**Things to do**
1. List the four feature categories named in the heading of the numbered section of the fight analytics excerpt below.
2. Answer each question from the fight analytics excerpt below, one line per answer.
(a) Which three groups are named as people who will challenge your assumptions?
(b) How is accuracy measured?
(c) What two measures are listed under pace?
3. Carry on the fight analytics excerpt below, starting after its last line.

**Document text**
^^^^

Validation gives you confidence. And confidence is what makes analytics actionable—especially when you’re presenting results to coaches, fighters, or bettors who will challenge your assumptions.


5) Feature engineering: pace, accuracy, intent, damage proxies

Fight performance is multidimensional. A clean feature set usually includes:

  • Pace: attempts per round, pace change across rounds
  • Accuracy: landed / attempted (jabs, power, total)

^^^^

**Record extracts**

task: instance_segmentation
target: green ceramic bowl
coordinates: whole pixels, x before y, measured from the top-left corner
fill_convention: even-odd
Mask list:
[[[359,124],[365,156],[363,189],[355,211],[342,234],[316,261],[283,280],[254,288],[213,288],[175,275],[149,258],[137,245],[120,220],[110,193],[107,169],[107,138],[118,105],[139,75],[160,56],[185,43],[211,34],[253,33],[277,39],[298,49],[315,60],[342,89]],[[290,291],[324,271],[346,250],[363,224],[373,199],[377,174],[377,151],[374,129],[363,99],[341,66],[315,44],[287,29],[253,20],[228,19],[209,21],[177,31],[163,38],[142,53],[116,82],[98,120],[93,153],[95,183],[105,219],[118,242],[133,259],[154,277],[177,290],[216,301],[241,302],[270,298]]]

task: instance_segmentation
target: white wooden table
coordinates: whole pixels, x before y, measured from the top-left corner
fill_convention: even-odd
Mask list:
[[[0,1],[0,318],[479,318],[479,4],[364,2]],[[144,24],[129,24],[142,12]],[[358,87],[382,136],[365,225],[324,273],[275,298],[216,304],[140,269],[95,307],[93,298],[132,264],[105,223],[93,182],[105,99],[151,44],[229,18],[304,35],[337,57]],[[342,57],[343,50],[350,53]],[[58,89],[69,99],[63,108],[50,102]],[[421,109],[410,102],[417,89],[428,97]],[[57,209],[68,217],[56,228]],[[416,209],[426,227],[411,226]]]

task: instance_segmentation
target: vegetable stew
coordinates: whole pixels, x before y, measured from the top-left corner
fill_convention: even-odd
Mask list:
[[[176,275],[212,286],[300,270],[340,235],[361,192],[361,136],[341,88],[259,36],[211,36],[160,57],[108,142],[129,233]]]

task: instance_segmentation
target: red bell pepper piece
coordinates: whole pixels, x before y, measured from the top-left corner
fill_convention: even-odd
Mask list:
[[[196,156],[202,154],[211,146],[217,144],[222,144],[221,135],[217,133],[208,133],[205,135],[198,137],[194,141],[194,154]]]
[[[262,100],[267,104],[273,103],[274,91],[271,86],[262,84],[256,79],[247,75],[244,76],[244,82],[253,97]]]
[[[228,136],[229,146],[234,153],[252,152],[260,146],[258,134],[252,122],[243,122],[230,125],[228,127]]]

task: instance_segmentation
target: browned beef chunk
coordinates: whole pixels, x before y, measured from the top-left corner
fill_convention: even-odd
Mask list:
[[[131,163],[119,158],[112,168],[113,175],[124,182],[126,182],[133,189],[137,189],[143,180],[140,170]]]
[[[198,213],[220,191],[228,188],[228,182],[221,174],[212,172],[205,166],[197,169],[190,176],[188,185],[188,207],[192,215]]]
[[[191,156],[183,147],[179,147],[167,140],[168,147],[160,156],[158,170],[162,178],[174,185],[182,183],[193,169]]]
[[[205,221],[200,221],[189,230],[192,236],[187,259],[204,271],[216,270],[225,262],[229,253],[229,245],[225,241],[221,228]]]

^^^^

**Answers to the exercise**
1. Pace, accuracy, intent, and damage proxies.

2.
(a) Coaches, fighters, and bettors.
(b) As landed divided by attempted, for jabs, power, and total.
(c) Attempts per round and pace change across rounds.

3.
  • Intent / style: jab share vs power share
  • Damage proxies: power landed, knockdowns, power accuracy
  • Relative dominance: fighter metrics minus opponent metrics
engineer_round_features <- function(df) {
  df %>%
    mutate(
      total_landed    = jabs_landed + power_landed,
      total_attempted = jabs_attempted + power_attempted,
      acc_jab   = if_else(jabs_attempted > 0, jabs_landed / jabs_attempted, NA_real_),
      acc_power = if_else(power_attempted > 0, power_landed / power_attempted, NA_real_),
      acc_total = if_else(total_attempted > 0, total_landed / total_attempted, NA_real_),
      jab_share_attempts = if_else(total_attempted > 0, jabs_attempted / total_attempted, NA_real_),
      power_share_attempts = if_else(total_attempted > 0, power_attempted / total_attempted, NA_real_),
      # Simple damage proxy: power landed + weighted knockdowns
      damage_proxy = power_landed + 8 * knockdowns
    )
}

# Opponent-relative features (requires pairing fighter vs opponent within the same fight_id and round)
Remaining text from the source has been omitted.